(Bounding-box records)
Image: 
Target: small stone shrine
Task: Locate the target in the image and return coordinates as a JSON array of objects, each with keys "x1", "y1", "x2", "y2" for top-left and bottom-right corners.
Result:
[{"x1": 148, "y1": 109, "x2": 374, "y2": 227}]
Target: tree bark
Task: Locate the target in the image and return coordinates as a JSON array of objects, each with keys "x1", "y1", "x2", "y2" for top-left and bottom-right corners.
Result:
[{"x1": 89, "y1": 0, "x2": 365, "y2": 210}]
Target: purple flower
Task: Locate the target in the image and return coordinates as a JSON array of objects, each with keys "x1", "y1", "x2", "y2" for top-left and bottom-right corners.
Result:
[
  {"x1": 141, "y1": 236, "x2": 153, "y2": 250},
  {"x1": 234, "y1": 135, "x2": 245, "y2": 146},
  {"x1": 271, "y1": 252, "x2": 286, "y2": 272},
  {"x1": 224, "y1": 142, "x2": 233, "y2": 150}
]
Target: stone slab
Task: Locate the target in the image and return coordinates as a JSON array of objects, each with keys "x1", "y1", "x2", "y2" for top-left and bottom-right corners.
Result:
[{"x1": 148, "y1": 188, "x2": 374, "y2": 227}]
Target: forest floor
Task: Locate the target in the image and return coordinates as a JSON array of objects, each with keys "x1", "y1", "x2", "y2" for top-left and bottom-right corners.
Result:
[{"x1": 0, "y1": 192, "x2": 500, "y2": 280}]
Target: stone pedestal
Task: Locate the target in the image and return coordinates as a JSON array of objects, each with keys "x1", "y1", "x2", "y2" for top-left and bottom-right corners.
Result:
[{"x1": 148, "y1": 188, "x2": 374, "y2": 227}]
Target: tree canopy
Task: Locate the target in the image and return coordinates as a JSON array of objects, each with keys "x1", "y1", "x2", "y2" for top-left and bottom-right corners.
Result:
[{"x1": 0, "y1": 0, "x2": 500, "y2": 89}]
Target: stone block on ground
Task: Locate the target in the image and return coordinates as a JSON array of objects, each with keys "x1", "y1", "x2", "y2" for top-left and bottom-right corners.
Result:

### Short exercise
Repeat the listing above word for word, every line included.

### Response to this task
Image: 
Target: small stone shrine
Task: Locate the target in the image and return coordinates as a JSON array of objects, each with keys "x1", "y1", "x2", "y2" for top-left and bottom-right corners.
Result:
[{"x1": 148, "y1": 109, "x2": 374, "y2": 227}]
Target: tree bark
Task: Locate the target in the image and return coordinates as a JSON array of objects, each with keys "x1", "y1", "x2", "y2" for top-left and bottom-right corners.
Result:
[{"x1": 89, "y1": 0, "x2": 365, "y2": 210}]
Target: purple flower
Task: Locate the target in the image and return coordinates as a JSON array of objects, each with keys "x1", "y1", "x2", "y2" for top-left and bottom-right corners.
Result:
[
  {"x1": 141, "y1": 236, "x2": 153, "y2": 250},
  {"x1": 234, "y1": 135, "x2": 245, "y2": 146},
  {"x1": 271, "y1": 252, "x2": 286, "y2": 272},
  {"x1": 224, "y1": 142, "x2": 233, "y2": 150}
]
Target: stone slab
Task: Locate the target in the image and return coordinates as a JSON array of objects, each with keys "x1", "y1", "x2", "y2" for top-left and bottom-right corners.
Result:
[{"x1": 148, "y1": 188, "x2": 374, "y2": 227}]
Target: forest floor
Task: Locate the target in the image and return coordinates as a JSON array of objects, each with keys "x1", "y1", "x2", "y2" for top-left and bottom-right corners.
Result:
[{"x1": 0, "y1": 192, "x2": 500, "y2": 280}]
Target: stone pedestal
Task: Locate the target in the image and return coordinates as a JSON array of objects, each with keys "x1", "y1", "x2", "y2" for top-left and bottom-right corners.
Result:
[{"x1": 148, "y1": 188, "x2": 374, "y2": 227}]
Target: tree canopy
Task: Locate the target in the image and return coordinates as a JSON array of objects, each with keys "x1", "y1", "x2", "y2" for top-left and bottom-right corners.
Result:
[{"x1": 0, "y1": 0, "x2": 500, "y2": 89}]
Target: stone block on ground
Task: Locate the target in the image and return coordinates as a JSON array of objects, each with keys "x1", "y1", "x2", "y2" for top-left and bottom-right corners.
Result:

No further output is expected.